Exercise instructions: Sort through the data and copy the lines holding the word "pane".
::::
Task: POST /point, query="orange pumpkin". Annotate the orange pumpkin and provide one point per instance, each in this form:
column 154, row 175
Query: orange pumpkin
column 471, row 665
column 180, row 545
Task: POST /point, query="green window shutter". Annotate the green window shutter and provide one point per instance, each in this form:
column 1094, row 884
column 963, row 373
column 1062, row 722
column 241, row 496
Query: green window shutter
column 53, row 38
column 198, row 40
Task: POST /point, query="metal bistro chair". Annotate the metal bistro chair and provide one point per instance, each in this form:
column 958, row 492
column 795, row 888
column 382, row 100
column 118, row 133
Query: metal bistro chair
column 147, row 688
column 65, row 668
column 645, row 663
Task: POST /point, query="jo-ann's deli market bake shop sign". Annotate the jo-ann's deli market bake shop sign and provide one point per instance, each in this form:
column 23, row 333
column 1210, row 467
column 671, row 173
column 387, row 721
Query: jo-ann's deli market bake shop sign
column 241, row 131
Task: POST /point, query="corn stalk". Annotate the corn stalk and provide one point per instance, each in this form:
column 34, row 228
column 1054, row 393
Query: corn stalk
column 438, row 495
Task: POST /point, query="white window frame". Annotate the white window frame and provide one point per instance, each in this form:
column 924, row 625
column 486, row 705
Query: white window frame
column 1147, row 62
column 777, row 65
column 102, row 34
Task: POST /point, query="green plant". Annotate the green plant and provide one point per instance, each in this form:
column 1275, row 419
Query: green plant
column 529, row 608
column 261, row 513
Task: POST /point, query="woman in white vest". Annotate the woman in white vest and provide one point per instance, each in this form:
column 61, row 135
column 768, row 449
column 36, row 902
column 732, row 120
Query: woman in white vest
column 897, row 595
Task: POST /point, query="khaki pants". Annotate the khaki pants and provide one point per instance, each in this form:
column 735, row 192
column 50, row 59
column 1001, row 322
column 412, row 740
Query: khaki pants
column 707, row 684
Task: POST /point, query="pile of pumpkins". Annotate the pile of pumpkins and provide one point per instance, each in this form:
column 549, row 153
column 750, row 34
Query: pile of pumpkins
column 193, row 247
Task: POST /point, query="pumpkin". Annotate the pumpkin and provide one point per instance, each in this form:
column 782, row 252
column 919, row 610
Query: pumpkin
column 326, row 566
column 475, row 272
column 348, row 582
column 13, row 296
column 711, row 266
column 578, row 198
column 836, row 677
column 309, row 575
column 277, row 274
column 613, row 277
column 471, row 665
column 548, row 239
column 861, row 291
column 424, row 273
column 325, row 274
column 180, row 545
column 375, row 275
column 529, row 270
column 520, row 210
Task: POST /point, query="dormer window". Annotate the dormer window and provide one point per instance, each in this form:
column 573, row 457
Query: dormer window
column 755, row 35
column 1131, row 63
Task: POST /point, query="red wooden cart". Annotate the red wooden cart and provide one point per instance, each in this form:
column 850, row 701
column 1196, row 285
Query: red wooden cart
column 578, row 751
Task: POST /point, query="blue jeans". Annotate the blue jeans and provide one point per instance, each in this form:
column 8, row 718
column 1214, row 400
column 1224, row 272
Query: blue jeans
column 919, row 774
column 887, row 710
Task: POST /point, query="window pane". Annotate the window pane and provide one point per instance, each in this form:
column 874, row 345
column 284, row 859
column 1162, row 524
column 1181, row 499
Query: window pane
::::
Solution to this task:
Task: POST /point, query="window pane". Annotate the window pane and provide one point per instance, each in this form:
Query: window pane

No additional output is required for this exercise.